* **What is asked**: Render every line of the items below as a two-column Markdown table titled Row and Text. Number the rows in order, omit blank lines, and leave out the pictures.

════════════════════

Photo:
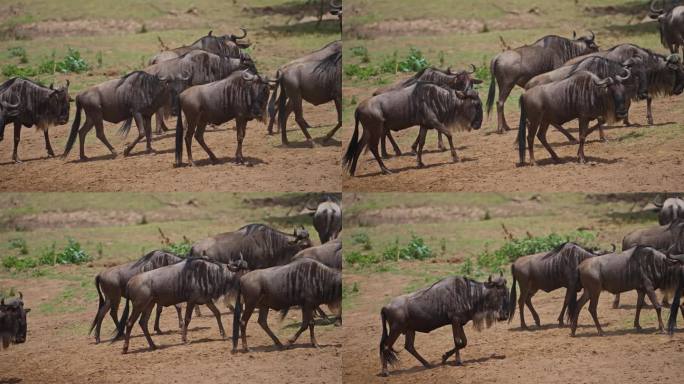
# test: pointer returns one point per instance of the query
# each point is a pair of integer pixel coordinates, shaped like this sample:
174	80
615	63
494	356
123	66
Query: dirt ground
645	158
57	350
506	354
272	167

════════════════════

* **Response**:
| Row | Text |
|---|---|
| 1 | Photo: |
| 2 | # test: pointer returns one point per instance of the query |
| 3 | # each point is a pair of integer pixel coordinates, shaped like this sample: |
| 4 | 174	80 |
| 5 | 615	63 |
| 6 | 494	356 |
| 7 | 123	66 |
| 8 | Query: dirt ground |
| 9 | 645	158 |
| 10 | 57	350 |
| 11 | 506	354 |
| 12 | 272	167 |